■ **TO DO**
Please retype the Colorado politics text from "Senator Rachel Zenzinger" to "and cost jobs.".

— begin TEXT —

Finally, for a detailed review of the Colorado Chamber’s legislative agenda for 2017-2018, which details the anti-business bills that the Colorado Chamber fought, review the following summaries:
The Political Landscape after Tuesday
What will it mean for the business community if the Democrats control Colorado State Government in 2019 and 2020?
Here are three plausible scenarios for a state that most political analysts now call “purple”:
First, the majority Senate Democrats might temper business-related legislation from the House that, in the past, was crafted and labeled “progressive” or “liberal” because the bills appealed to the base of the party, and the sponsors knew that the bills would not survive in the Senate. Thus, the Democrats saw no need to compromise as the bills were only intended to score political points.
Knowing that they will be able to put bills on the desk of a Democrat governor likely to sign them, the Senate Democrats—if they have only a narrow majority of one or two votes—may moderate their positions and work more closely with business organizations to take the concerns of the business community into account.
Senator Rachel Zenzinger (D-Arvada) recently told Ed Sealover, statehouse reporter for The Denver Business Journal, that concerns that that the Senate will steamroll the business community are unwarranted because there are pro-business moderates in the Democrat Caucus who are reticent to pass sweeping legislation that would slow the state’s economy and cost jobs.

— end TEXT —
— begin GIVEN INFORMATION —

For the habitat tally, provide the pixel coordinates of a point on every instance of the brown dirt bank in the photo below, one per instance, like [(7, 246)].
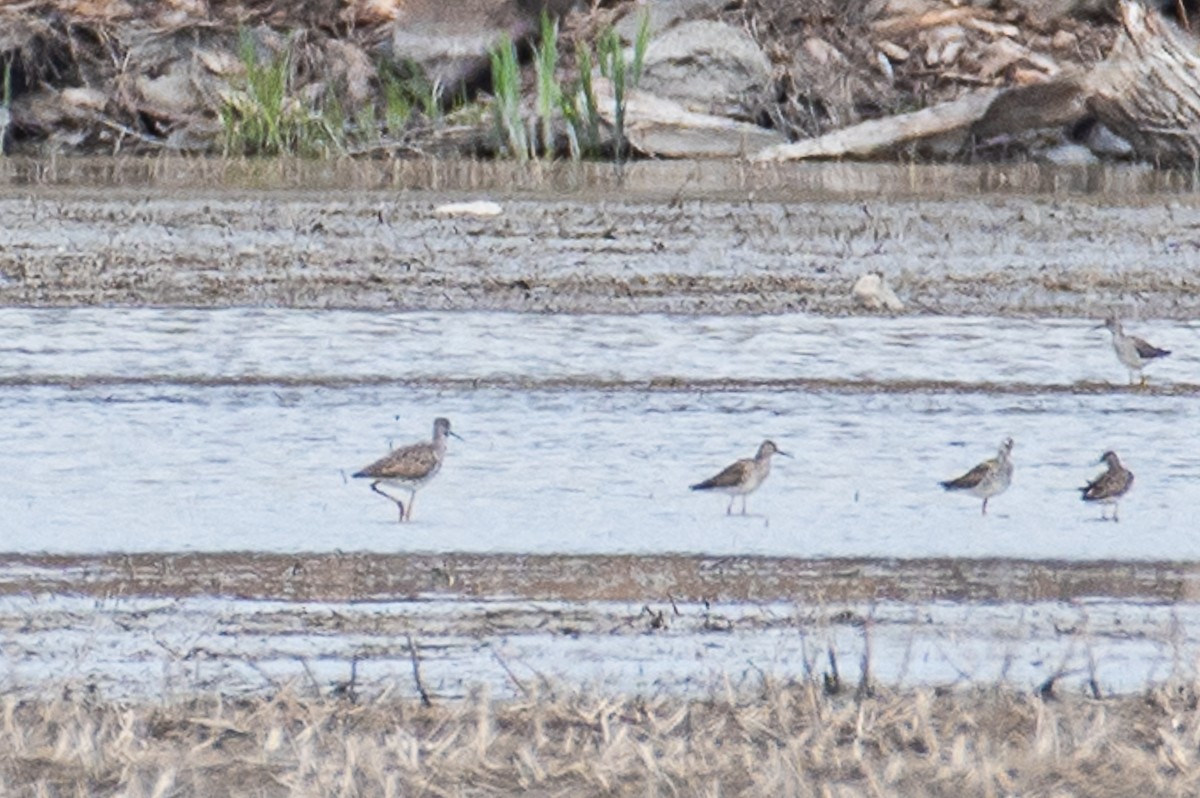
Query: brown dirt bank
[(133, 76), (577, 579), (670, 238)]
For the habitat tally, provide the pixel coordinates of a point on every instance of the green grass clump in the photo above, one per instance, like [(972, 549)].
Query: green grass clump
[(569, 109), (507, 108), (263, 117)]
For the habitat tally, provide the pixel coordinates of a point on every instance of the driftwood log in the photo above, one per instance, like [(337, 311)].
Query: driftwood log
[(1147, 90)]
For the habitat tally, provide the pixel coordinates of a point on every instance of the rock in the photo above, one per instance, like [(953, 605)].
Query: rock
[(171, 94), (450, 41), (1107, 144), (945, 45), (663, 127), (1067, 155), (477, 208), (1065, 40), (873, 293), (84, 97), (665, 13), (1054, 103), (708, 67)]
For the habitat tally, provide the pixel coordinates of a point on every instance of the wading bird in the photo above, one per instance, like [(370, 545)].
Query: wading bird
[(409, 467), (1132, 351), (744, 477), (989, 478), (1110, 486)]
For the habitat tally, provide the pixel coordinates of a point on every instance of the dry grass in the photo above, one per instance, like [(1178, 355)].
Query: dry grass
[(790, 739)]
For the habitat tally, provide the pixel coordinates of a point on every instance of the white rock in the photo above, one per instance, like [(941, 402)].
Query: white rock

— end GIVEN INFORMATION —

■ **RESPONSE TO THE EXERCISE**
Senator Rachel Zenzinger (D-Arvada) recently told Ed Sealover, statehouse reporter for The Denver Business Journal, that concerns that that the Senate will steamroll the business community are unwarranted because there are pro-business moderates in the Democrat Caucus who are reticent to pass sweeping legislation that would slow the state’s economy and cost jobs.